- [TEXT SEGMENT]
begin

"The Kids Are Sick Again" is a song by Newcastle-upon-Tyne band Maxïmo Park. It is  the first single released from their third studio album, Quicken the Heart. The single was released on 4 May 2009. The song entered the UK singles chart at #50.

Frontman Paul Smith explained to the NME that this song is about the effect of advertisements on the youth today. He said: "I guess I thought society as a whole is bombarded by advertisements and to me that's why the kids are sick again. It's a funny sounding phrase but it's a serious song - so it's a nice blend of being amused, but [also] I hope people sit up and take notice of it."
Drummer Tom English added: "They [the youth of today] can't express themselves anymore and this is for them."

Smith told Drowned in Sound: "The first line ('The comforting ache of the summer holiday') indicates that queasy feeling of adolescent isolation that I remember experiencing. The song's ultimate feeling is of escape and I think the music builds to that release after a pulsing, atmospheric beginning."

end

Image boundary annotation data

begin

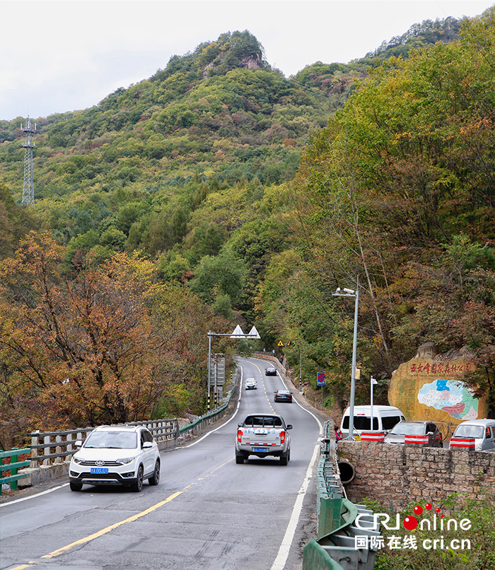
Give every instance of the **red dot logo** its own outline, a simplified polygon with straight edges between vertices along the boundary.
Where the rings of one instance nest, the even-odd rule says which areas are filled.
[[[418,521],[414,516],[407,516],[404,519],[404,528],[407,530],[414,530],[418,526]]]

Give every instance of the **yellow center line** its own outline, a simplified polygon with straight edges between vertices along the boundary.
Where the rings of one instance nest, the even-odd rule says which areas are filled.
[[[263,391],[264,392],[264,395],[266,396],[267,400],[268,400],[268,405],[270,407],[270,410],[274,414],[275,410],[273,409],[273,406],[272,405],[272,400],[268,397],[268,394],[267,393],[267,386],[266,386],[266,385],[264,384],[264,381],[263,380],[263,374],[261,372],[261,370],[260,369],[260,367],[258,367],[258,365],[257,364],[255,364],[255,362],[252,362],[252,364],[255,364],[255,366],[258,369],[258,372],[260,372],[260,374],[261,376],[261,381],[262,381],[262,382],[263,382]]]
[[[193,483],[194,485],[194,483]],[[157,503],[156,505],[153,505],[153,506],[150,506],[149,509],[146,509],[145,511],[141,511],[141,513],[138,513],[137,514],[133,515],[132,516],[129,516],[129,518],[125,518],[124,521],[120,521],[119,523],[115,523],[115,524],[110,525],[107,526],[106,528],[102,528],[101,530],[98,530],[98,533],[94,533],[89,536],[86,536],[84,538],[80,538],[78,540],[76,540],[75,542],[71,542],[70,545],[67,545],[66,546],[64,546],[62,548],[59,548],[57,550],[54,550],[52,552],[50,552],[48,554],[45,554],[42,556],[42,558],[54,558],[59,554],[62,554],[63,552],[66,552],[68,550],[71,550],[72,548],[74,548],[76,546],[80,546],[81,545],[83,545],[86,542],[89,542],[90,540],[93,540],[95,538],[98,538],[103,535],[106,535],[107,533],[110,533],[110,531],[113,530],[115,528],[121,526],[122,525],[124,525],[127,523],[132,523],[134,521],[137,521],[138,518],[141,518],[141,516],[146,516],[146,515],[148,515],[150,513],[152,513],[153,511],[156,511],[157,509],[159,509],[161,506],[163,506],[164,504],[167,503],[170,503],[170,501],[173,501],[175,497],[178,497],[179,495],[182,494],[186,489],[190,488],[192,485],[188,485],[182,491],[177,491],[176,493],[173,493],[170,497],[168,497],[164,501],[161,501],[159,503]],[[23,566],[27,567],[27,566]]]

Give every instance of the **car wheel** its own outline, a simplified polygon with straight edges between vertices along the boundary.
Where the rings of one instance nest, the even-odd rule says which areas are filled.
[[[136,493],[140,493],[143,490],[143,465],[140,465],[137,470],[137,479],[136,482],[132,485],[132,489]]]
[[[160,482],[160,461],[157,459],[155,463],[155,470],[153,475],[148,480],[151,485],[157,485]]]

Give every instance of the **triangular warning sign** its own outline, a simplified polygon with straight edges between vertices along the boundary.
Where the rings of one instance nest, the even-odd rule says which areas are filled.
[[[234,328],[233,333],[231,335],[231,338],[245,338],[246,336],[243,332],[243,329],[238,325]]]
[[[256,330],[256,327],[253,326],[252,328],[246,335],[248,338],[261,338],[260,333]]]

end

- [AIM] Continue the text about the Maxïmo Park song "The Kids Are Sick Again," starting after its last sentence.

- [ANSWER FOR THE TASK]
Track listings

The track listing was revealed via e-mail to fans signed up to the bands mailing list and also made available on their online store.

CD
 "The Kids Are Sick Again" – 3:05
 "Russian Dolls" – 2:58

7" 1 (Yellow vinyl)
 "The Kids Are Sick Again" – 3:05
 "Tales of the Semi-Detached" – 1:58

7" 2 (Orange vinyl)
 "The Kids Are Sick Again" (acoustic) – 2:53
 "History Books" – 2:45

Digital Download
 "The Kids Are Sick Again" (Demo Version)

iTunes Download EP
 "The Kids Are Sick Again" – 3:05
 "Russian Dolls" – 2:58
 "Tales of the Semi-Detached" – 1:58
 "History Books" – 2:45

References

External links
 https://www.nme.com/news/maximo-park/43712
 http://www.culturedeluxe.com/news_item.asp?id=5854

2009 singles
Maxïmo Park songs
Songs written by Paul Smith (rock vocalist)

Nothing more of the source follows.